■ **Article**
[START]
Mary Whyte in her Charleston, South Carolina studio  Photo credit: Jack Alterman

Now more than ever, a humanist spirit, sensitivity to social injustices, and a respectful honoring of fellow man and woman regardless of race, color, or creed are desperately needed in our country. The Charleston, South Carolina watercolorist Mary Whyte is someone who has been delivering on these principles through her paintings for more than four decades. Over the years, her diverse series of portraits of everyday people with fascinating stories—from her Gullah series of Gullah women of Johns Island, South Carolina to her Working South collection featuring blue-collar workers to her most recent series honoring fifty American veterans titled WE THE PEOPLE—have paid homage to the beauty, interest, and dignity of human beings from all walks and stages of life.  

Summer Solstice (from the Gullah series) watercolor on paper, 30 x 39 ¼ in., private collection

Although Whyte has received many honors and awards throughout her career—and her work has been exhibited in and collected by museums and private collectors worldwide—the recent 2019 CBS Sunday Morning special on her WE THE PEOPLE: Portraits of Veterans in America was a significant milestone for her. The segment explored the origins, motivation, and process behind the seven-year project and also highlighted several stories from the veterans chosen to participate. In this Q+A, Whyte took time out of her busy schedule to answer some questions for us as well, explaining her goals for the exhibition, her reaction to the overwhelmingly positive response it has received, and moments of personal meaning and challenge from the creation phase—as well as answering questions about her life and work as one of America’s most enduring and endearing realist artists. 

Sweet Margaret, watercolor on paper, 14 x 17 in., private collection AM: Where is your studio currently located, and how long have you been living/painting there? What made you choose to settle in that region of the country?

MW: For almost thirty years my studio was located on Seabrook Island, South Carolina, where I lived. However, a few years ago, I moved to Charleston. When I originally moved south from Philadelphia I had no idea how the change would affect the direction of my life and work. I began painting the Gullah people who lived nearby, and I also spent several years doing a series of Southern blue-collar workers. It was all an amazing journey of discovery.

AM: You have recently completed a seven-year project titled WE THE PEOPLE: Portraits of Veterans in America that has culminated in a major exhibition (first on view at The City Gallery in Charleston and opening at the National Veterans Memorial and Museum in Columbus on September 18, 2020). Where did the idea for this project originate and what were some of your goals that you hoped this collection of portraits would accomplish? 

MW: When the exhibition Working South was nearing the end of its five-museum tour, I began thinking about what my next series of paintings might be. I decided to do an all-encompassing portrait of America, with one painting from each of the fifty states. WE THE PEOPLE is not only a portrait of our veterans, who are indeed our truest Americans, but it is also a depiction of the diversity in our country today.
[END]
■ **Written instruction 1**
Answer these questions from the article on Mary Whyte:
(a) Where was Whyte's studio located for almost thirty years?
(b) How many years did the WE THE PEOPLE project take?
(c) How many museums did the Working South exhibition tour?
These records have no connection to the article.

(Entries from a collection)
[START]
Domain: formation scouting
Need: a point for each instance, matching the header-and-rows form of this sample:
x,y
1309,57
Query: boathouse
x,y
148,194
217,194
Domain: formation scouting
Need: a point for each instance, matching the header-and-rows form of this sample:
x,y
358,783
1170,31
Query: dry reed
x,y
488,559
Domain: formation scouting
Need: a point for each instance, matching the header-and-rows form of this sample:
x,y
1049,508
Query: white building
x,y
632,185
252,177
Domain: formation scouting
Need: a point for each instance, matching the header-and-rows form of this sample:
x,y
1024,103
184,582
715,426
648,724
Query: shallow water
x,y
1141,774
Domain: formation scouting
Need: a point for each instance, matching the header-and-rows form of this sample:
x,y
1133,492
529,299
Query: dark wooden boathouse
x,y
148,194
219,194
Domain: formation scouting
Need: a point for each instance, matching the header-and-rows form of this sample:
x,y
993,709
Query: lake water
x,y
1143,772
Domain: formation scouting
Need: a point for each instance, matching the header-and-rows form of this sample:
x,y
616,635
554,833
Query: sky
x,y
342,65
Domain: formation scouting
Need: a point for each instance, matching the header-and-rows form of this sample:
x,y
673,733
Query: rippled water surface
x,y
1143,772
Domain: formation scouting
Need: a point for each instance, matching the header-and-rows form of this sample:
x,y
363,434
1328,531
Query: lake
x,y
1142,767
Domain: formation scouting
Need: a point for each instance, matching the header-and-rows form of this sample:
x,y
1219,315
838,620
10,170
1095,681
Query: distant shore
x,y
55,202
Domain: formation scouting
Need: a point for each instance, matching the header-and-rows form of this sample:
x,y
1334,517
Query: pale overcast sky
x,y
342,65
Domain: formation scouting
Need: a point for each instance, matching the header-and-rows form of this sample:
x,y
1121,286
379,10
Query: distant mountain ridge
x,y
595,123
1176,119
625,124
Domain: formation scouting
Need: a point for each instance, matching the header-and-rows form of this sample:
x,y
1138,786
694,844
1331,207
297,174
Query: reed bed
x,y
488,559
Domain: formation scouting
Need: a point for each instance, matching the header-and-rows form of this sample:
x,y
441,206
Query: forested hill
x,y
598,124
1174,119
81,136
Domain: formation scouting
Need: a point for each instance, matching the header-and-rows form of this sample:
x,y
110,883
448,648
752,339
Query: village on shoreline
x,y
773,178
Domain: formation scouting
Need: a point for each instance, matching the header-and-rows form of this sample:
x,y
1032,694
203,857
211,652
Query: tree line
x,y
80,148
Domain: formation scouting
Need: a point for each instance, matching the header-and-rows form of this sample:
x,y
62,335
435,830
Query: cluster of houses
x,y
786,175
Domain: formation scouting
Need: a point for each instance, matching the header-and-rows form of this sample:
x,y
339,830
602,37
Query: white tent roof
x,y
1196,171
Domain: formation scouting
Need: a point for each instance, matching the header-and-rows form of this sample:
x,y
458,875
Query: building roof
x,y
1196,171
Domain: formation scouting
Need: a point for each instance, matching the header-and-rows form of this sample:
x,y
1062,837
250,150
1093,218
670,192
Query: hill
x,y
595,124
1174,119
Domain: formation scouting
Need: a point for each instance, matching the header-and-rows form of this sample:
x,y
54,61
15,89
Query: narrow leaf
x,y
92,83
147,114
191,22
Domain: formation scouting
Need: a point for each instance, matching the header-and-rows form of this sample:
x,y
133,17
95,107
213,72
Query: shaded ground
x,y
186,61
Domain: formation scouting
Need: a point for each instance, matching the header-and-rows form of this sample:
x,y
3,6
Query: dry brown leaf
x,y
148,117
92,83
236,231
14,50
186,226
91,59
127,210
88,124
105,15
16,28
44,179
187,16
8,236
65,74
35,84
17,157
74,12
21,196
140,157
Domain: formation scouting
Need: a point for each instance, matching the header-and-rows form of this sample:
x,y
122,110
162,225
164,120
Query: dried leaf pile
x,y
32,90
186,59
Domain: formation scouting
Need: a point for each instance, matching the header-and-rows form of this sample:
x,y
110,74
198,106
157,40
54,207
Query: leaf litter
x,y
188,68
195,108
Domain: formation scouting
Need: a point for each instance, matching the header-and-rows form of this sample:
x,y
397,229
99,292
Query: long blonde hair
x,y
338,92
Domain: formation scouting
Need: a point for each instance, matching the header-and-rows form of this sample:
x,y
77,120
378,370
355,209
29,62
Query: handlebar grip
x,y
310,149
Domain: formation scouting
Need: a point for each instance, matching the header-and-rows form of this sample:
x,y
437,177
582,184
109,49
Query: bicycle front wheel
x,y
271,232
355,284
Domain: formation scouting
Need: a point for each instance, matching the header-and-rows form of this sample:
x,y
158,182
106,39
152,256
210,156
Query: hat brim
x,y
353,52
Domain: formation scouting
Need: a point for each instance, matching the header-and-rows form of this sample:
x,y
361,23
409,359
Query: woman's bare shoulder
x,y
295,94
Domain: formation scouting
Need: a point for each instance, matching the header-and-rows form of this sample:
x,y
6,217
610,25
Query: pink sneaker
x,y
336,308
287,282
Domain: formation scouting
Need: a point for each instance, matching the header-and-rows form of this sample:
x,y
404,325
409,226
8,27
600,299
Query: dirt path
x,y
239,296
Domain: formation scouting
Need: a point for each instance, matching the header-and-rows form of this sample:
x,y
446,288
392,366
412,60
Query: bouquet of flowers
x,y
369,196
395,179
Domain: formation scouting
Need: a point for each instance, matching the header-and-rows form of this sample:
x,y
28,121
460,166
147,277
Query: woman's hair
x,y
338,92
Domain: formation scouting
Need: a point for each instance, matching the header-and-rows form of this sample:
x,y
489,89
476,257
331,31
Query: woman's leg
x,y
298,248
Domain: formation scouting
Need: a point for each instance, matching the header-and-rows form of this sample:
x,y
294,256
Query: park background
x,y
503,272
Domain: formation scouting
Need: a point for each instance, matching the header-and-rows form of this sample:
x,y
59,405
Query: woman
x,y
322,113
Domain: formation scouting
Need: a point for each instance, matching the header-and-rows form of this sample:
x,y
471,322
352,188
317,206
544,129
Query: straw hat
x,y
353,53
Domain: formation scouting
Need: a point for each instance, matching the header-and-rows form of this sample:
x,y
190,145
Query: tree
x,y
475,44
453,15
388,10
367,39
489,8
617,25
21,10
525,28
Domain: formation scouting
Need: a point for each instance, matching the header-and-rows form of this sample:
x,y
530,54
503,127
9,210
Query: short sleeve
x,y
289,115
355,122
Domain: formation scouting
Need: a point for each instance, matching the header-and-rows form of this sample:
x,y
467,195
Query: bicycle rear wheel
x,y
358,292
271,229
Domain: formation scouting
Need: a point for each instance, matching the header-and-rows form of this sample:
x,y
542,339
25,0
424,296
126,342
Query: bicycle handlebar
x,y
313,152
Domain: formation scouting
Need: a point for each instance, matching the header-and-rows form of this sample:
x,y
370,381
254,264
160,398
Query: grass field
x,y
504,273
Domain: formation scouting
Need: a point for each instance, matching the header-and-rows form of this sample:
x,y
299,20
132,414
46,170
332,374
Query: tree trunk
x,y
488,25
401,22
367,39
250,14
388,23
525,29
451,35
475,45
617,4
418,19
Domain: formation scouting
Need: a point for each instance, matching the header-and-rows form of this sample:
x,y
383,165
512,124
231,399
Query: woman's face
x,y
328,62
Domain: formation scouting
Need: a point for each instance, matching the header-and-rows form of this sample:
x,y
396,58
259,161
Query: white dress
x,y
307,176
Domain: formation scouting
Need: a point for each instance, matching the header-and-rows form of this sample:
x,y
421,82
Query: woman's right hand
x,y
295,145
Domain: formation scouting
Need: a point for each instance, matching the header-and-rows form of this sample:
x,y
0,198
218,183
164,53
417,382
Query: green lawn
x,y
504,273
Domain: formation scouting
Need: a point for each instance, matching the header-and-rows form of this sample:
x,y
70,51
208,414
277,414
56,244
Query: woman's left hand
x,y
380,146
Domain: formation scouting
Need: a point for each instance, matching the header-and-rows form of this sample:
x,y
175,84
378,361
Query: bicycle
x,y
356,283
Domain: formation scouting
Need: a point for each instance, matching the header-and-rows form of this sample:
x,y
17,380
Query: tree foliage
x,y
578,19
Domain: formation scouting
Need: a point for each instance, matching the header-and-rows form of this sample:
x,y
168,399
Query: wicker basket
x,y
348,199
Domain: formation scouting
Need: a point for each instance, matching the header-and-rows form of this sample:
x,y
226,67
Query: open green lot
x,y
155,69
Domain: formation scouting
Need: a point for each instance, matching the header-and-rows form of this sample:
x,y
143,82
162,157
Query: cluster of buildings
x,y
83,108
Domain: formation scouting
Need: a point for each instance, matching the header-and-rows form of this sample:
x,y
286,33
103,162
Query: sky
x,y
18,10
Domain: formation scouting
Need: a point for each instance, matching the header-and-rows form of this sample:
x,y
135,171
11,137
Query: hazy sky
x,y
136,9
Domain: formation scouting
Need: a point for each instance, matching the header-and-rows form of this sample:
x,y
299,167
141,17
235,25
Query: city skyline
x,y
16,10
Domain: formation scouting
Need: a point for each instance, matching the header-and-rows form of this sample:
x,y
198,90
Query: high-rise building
[END]
■ **Written instruction 2**
Count the lines in the records that contain the word "handlebar", and give only that number.

■ **Exercise response 1**
(a) Seabrook Island, South Carolina
(b) Seven
(c) Five

■ **Exercise response 2**
2